# Top Fuel Cars are in the House!



## fordcowboy (Dec 27, 1999)

I got my top fuel cars in the mail yesterday. So I took them out, did nothing to them & put 'em on the track. At 18 volts & 17'+ this is the ET's & MPH I got:
US Army .9749 ET, 15.25 MPH
Fram 1.0212 ET, 16.31 MPH
Coparts .9633 ET, 16.84 MPH
Alanabi 1.0970 ET, 15.25 MPH 
After I was through racing, I put chrome wheels on the US Army car - see pics. Then I put a big silicone tire on the US Army - see pics. And for you guys that are collecting the drag race sets. Coparts has the Anton Brown for $139.99
-FCB


----------



## Joe65SkylarkGS (Feb 15, 2010)

Man those Chrome wheels really set it off.


----------



## Hilltop Raceway (Feb 12, 2006)

Yea, I'm liking that chrome myself!!! ... RM


----------



## videojimmy (Jan 12, 2006)

I'm thinking about trying to find some nicer chrome engines for them...

(Exercise instructions)
- A) From the top fuel car thread, list each car in the race results with its ET and MPH.
- B) Write what comes next in the top fuel car thread, picking up after its final post.

(Material supplied)
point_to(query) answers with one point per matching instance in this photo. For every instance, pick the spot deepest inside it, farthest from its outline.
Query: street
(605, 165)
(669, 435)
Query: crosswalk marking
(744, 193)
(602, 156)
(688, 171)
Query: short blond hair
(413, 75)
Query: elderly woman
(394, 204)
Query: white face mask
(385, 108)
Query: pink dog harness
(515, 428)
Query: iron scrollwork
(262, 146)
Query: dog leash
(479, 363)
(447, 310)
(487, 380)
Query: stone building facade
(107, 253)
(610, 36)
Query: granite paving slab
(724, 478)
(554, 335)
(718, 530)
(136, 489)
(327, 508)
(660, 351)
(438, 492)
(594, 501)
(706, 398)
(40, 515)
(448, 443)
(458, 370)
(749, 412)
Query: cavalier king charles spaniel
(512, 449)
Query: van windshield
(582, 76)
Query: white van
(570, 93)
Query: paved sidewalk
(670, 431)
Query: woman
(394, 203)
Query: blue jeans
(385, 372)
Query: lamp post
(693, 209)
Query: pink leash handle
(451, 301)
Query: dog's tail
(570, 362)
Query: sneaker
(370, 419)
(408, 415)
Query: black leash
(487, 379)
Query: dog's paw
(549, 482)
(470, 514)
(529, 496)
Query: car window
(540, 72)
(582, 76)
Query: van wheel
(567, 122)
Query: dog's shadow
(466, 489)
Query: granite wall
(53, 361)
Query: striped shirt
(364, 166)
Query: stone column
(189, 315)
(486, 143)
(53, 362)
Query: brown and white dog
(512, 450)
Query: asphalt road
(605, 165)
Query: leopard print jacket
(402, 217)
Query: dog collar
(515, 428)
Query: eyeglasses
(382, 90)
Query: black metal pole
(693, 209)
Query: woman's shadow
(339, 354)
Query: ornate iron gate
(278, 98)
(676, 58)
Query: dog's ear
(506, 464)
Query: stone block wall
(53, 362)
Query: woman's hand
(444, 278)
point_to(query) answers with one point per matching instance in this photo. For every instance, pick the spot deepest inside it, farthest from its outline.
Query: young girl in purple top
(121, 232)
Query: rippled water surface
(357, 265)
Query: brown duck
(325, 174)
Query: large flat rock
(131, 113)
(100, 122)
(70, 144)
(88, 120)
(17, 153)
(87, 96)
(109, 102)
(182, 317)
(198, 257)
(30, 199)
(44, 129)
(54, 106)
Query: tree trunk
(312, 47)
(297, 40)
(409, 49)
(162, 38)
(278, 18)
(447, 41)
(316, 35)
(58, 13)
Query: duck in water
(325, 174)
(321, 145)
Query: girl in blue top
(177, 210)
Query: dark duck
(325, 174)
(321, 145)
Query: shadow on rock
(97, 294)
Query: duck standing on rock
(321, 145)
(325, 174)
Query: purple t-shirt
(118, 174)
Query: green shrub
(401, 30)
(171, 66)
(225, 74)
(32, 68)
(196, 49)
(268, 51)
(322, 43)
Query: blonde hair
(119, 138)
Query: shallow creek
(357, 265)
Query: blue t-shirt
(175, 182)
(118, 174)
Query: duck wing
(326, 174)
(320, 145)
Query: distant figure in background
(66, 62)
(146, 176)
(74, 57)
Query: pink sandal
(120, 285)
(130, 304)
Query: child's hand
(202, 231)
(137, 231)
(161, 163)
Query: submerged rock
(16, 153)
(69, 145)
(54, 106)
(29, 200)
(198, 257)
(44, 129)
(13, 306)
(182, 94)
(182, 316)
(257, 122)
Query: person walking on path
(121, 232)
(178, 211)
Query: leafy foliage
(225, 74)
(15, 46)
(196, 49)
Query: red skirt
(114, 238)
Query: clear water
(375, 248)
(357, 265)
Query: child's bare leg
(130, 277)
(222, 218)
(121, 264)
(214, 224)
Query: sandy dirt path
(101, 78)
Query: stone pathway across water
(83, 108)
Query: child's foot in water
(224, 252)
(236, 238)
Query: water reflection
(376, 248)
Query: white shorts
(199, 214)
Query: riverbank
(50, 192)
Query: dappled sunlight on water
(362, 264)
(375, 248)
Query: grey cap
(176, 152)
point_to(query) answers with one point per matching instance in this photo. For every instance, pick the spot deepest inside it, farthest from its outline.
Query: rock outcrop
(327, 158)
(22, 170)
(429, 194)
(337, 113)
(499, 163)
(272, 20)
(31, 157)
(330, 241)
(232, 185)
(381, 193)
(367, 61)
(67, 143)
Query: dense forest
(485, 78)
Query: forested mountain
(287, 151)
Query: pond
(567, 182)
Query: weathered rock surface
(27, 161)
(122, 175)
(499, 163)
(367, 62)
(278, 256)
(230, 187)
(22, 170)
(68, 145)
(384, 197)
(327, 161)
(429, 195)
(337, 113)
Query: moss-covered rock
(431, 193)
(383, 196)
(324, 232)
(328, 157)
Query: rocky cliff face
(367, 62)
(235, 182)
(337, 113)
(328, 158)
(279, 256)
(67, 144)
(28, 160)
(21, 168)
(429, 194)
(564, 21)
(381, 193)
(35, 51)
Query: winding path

(Task-by-task answers)
- A)
- US Army: .9749 ET, 15.25 MPH
- Fram: 1.0212 ET, 16.31 MPH
- Coparts: .9633 ET, 16.84 MPH
- Alanabi: 1.0970 ET, 15.25 MPH

- B)
I like the cars, but the engines are lacking...in my opinion. 

I like the chrome hubs too!


----------



## slotcarman12078 (Oct 3, 2008)

Hellllloooooooooooooo Alclad!!!


----------



## wheelz63 (Mar 11, 2006)

fordcowboy said:


> I got my top fuel cars in the mail yesterday. So I took them out, did nothing to them & put 'em on the track. At 18 volts & 17'+ this is the ET's & MPH I got:
> US Army .9749 ET, 15.25 MPH
> Fram 1.0212 ET, 16.31 MPH
> Coparts .9633 ET, 16.84 MPH
> ...


hey Lendell, i beleive that was matco tools has the antwon brown rails set for 139.99

Richard


----------



## Joe65SkylarkGS (Feb 15, 2010)

Got mine today, thank you.


----------



## fordcowboy (Dec 27, 1999)

Your righ wheelz63 it is matco. sorry guys. lendell


----------



## onefastmustang (Dec 3, 2011)

Nice pics, I really like the army car with the chrome wheels.


----------



## kiwidave (Jul 20, 2009)

I got these wheels in a deal but I think they are from seller "slot car device" or something similar on Ebay. Wish I had some fronts!
Videojimmy, Your right on the money there! I'm looking out for a replacement engine as well. Do you guys think a 1/24 engine might work? I'm thinking most of the inside of the engine dremeled out and lowered over the chassis. I don't have anything to 1/24 to get an idea of scale.


----------



## Joe65SkylarkGS (Feb 15, 2010)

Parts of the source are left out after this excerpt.